= WHAT NEEDS TO BE DONE =
Begin at the line that contains "Roadside-survey request: point out the black cabinet handle" and copy every line from there through the end of the items, requests included, offsetting each coordinate value in the answers by -71.

= MATERIAL SHOWN =
════════════════

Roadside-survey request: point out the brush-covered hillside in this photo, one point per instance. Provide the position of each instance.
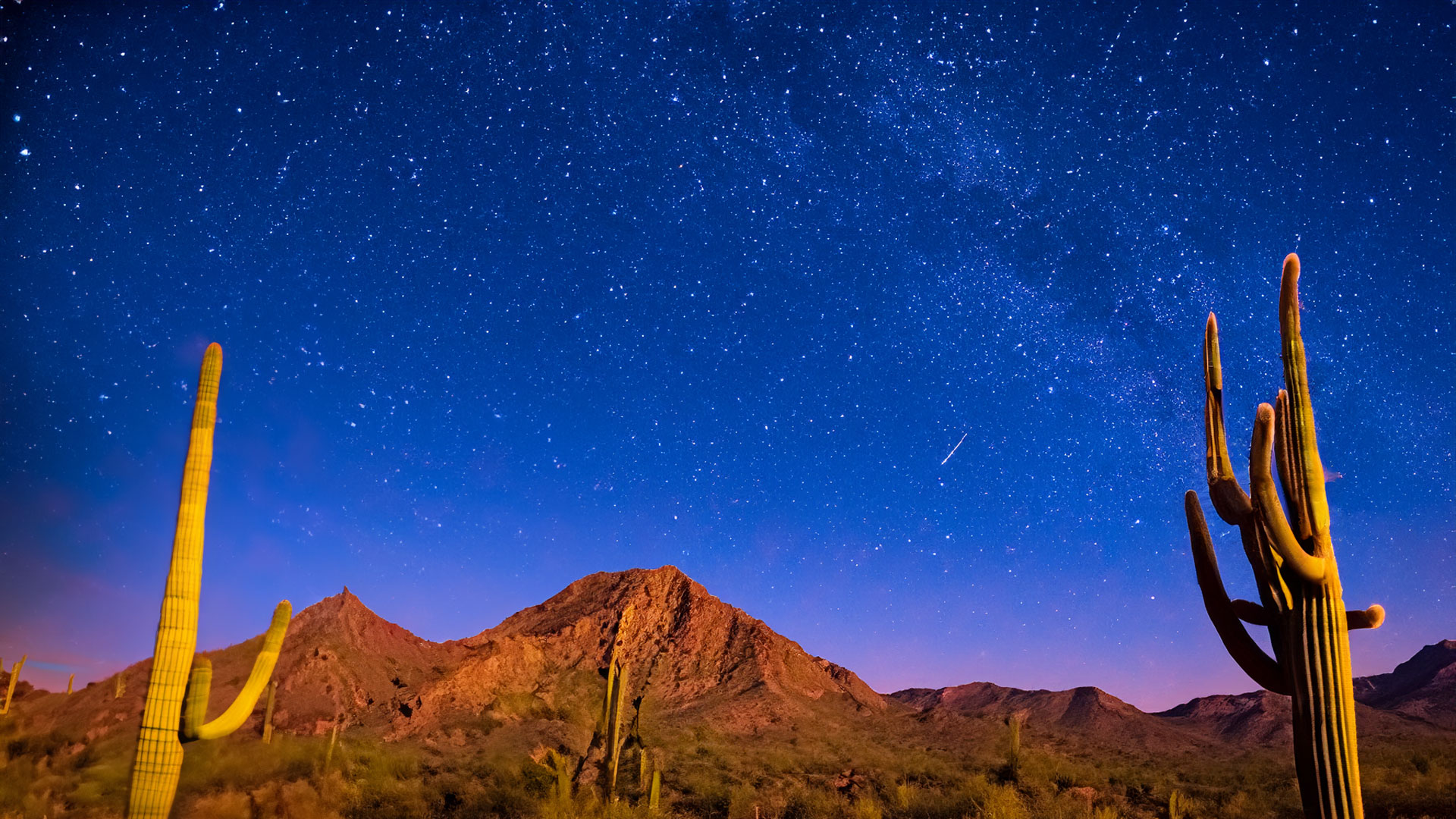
(736, 719)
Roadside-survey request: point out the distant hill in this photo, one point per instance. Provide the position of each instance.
(711, 684)
(1423, 687)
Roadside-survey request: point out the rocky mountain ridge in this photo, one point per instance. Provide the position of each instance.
(693, 661)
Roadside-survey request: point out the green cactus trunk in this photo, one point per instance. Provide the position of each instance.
(1324, 706)
(178, 678)
(1294, 569)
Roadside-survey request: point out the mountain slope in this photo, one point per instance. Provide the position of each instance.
(686, 651)
(1423, 687)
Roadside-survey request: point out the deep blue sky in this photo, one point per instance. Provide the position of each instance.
(514, 293)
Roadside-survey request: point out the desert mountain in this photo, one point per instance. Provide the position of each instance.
(699, 670)
(1423, 687)
(686, 653)
(1075, 719)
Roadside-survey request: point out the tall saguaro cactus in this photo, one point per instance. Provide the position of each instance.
(1293, 564)
(609, 725)
(177, 675)
(9, 689)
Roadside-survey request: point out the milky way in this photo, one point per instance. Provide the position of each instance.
(509, 297)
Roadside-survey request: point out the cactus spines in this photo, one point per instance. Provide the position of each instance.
(9, 689)
(1293, 564)
(273, 689)
(178, 678)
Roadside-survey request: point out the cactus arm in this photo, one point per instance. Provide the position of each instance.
(1365, 618)
(1242, 648)
(1251, 613)
(1266, 497)
(199, 691)
(242, 707)
(1228, 497)
(1256, 614)
(1313, 516)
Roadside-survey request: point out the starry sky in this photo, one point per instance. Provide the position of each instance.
(883, 322)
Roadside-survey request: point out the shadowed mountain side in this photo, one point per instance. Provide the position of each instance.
(685, 651)
(1079, 719)
(338, 659)
(1261, 717)
(343, 659)
(1423, 687)
(701, 675)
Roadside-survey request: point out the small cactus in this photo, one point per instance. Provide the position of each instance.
(1293, 564)
(273, 689)
(334, 739)
(178, 687)
(561, 771)
(9, 689)
(1014, 752)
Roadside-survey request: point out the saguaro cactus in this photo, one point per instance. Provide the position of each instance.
(177, 675)
(273, 689)
(610, 720)
(1293, 564)
(9, 689)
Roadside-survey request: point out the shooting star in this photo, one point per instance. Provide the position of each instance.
(954, 447)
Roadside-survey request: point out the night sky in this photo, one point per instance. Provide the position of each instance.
(511, 293)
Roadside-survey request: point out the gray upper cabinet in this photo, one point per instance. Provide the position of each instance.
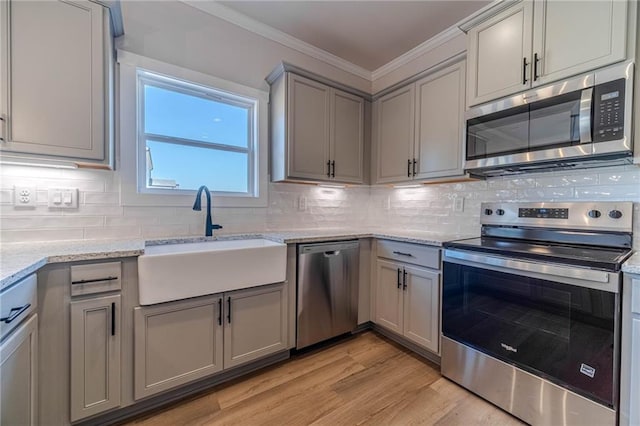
(95, 355)
(499, 54)
(54, 79)
(528, 44)
(439, 123)
(394, 115)
(419, 128)
(317, 131)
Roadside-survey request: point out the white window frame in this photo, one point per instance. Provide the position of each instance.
(131, 153)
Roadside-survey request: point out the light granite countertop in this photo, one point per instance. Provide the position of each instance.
(632, 265)
(18, 260)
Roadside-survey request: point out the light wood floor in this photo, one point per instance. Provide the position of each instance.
(365, 379)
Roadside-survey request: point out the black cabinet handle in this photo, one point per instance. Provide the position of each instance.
(15, 313)
(113, 318)
(96, 280)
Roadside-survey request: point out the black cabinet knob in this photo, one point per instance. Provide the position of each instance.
(594, 214)
(615, 214)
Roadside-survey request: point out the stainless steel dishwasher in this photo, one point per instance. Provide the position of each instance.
(327, 290)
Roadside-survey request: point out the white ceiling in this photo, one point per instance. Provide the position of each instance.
(366, 33)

════════════════

= WORKED SOLUTION =
Roadside-survey request: point out the black cabinet handle in this photo, one point per instance. Provide the position of each instance.
(-56, 242)
(42, 247)
(25, 209)
Roadside-survey request: point out the black cabinet knob in this photo, one point per instance. Provide the position of each instance.
(523, 143)
(544, 143)
Roadside-survey request: point out the stainless steel dishwasher in this photo, one point per instance. Provide the position of each instance.
(256, 219)
Roadside-survey request: point out the white ceiling in this photo, one point per instance. Provide the position of each instance.
(295, -38)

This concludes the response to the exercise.